Passage shown Start Marker
Received Date: October 09, 2017; Accepted Date: November 10, 2017; Published Date: November 14, 2017
Citation: Dixon D, Gentile JP (2017) Prescribing Psychotropic Medications in Patients with Intellectual Disability: Review and Clinical Pearls. J Child Dev Disord. 3:23. doi: 10.4172/2472-1786.100061
Individuals with intellectual disability (ID) are the most medicated patient population, whether in institutions or in the community. They are also more vulnerable to side effects of neuroleptic medications, especially in the presence of muscular disorders such as cerebral palsy. Many individuals with ID have multiple medical conditions, which complicate the use of prescription drugs. Mental illness is also more prevalent in this specialized population; psychiatric and behavioral problems occur in ID three to six times the rate relative to the general population (World Psychiatric Assn, 2010). The diagnostic process can be difficult due to communication difficulties, highly variable behavioral presentations, and a lack of universal training for clinicians. Acknowledged experts agree that there is a need for evidence-based medicine, and until this is available, consensus based knowledge will suffice in conjunction with evidence-based principles for the general population. The medication regimens for a patient with ID should look no different than the regimen for any other patient.
Stimuli; Psychiatric; Diagnosis; Stereotyped motor activity
Challenges in diagnosis
Accurate psychiatric diagnosis may be especially difficult due to a patient’s limited expressive language skills. In the patient with ID who has limited speech, it is important in the mental status examination to be aware of non-verbal behavior signs, such as responding to internal stimuli, changes in attention span/concentration, level of arousal, personal space, and any repetitive or stereotyped motor activity. Managing the triangle (patient, provider and caregiver) in the room, and collecting collateral data from a knowledgeable caregiver, will be key before making clinical decisions. When there is less subjective data, the psychiatrist should seek more objective data, including; expanded lab work, thorough physical exam by a primary care physician, and any imaging required to assure an accurate diagnosis.
Passage shown End Marker
◆ Work to complete ◆
1. Answer these questions using the excerpt on prescribing for patients with intellectual disability:
(a) How often do psychiatric and behavioral problems occur in ID compared with the general population?
(b) Which three parties make up the triangle in the room?
(c) Which muscular disorder is named as increasing vulnerability to side effects of neuroleptic medications?
2. Decide whether each statement agrees with the excerpt on prescribing for patients with intellectual disability. Answer yes or no, and quote the words that settle it.
(a) A patient with ID should have a medication regimen that differs from other patients' regimens.
(b) A psychiatrist should seek more objective data when less subjective data is available.
(c) Individuals with ID are the most medicated patient population only when they live in institutions.
Material supplied Start Marker
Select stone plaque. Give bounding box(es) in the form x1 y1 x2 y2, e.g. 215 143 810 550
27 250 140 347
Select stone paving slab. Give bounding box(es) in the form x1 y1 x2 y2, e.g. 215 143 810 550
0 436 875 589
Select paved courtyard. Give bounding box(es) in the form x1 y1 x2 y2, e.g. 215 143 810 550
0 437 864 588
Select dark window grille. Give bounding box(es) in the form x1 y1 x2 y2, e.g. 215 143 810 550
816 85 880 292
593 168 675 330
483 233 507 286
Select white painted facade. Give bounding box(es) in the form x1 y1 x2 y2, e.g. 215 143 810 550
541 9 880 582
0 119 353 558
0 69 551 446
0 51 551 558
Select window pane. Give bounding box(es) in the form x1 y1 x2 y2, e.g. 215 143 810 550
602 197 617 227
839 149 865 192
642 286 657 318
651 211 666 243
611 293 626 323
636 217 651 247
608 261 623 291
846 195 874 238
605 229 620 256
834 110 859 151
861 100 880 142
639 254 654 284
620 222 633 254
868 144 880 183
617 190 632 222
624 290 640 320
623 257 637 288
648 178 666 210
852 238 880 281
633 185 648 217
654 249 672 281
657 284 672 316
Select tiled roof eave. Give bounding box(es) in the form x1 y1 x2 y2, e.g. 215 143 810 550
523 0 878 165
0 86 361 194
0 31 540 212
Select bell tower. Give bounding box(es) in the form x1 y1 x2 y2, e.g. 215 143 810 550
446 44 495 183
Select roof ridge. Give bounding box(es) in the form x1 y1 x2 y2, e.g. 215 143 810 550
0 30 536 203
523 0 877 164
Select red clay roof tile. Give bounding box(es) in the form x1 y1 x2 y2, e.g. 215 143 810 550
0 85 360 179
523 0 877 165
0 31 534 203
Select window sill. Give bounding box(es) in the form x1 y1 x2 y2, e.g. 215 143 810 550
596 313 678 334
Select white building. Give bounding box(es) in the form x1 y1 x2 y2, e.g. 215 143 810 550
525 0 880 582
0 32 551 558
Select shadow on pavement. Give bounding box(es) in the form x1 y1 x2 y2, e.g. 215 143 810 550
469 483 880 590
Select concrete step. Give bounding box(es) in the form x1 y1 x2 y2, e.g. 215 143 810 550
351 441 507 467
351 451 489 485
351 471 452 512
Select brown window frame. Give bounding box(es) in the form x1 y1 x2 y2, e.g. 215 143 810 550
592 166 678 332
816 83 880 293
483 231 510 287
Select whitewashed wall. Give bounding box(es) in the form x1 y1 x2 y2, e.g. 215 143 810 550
Material supplied End Marker
◆ Responses per task ◆
1.
(a) Three to six times the rate of the general population.
(b) The patient, the provider and the caregiver.
(c) Cerebral palsy.

2.
(a) No. "The medication regimens for a patient with ID should look no different than the regimen for any other patient."
(b) Yes. "When there is less subjective data, the psychiatrist should seek more objective data"
(c) No. "Individuals with intellectual disability (ID) are the most medicated patient population, whether in institutions or in the community."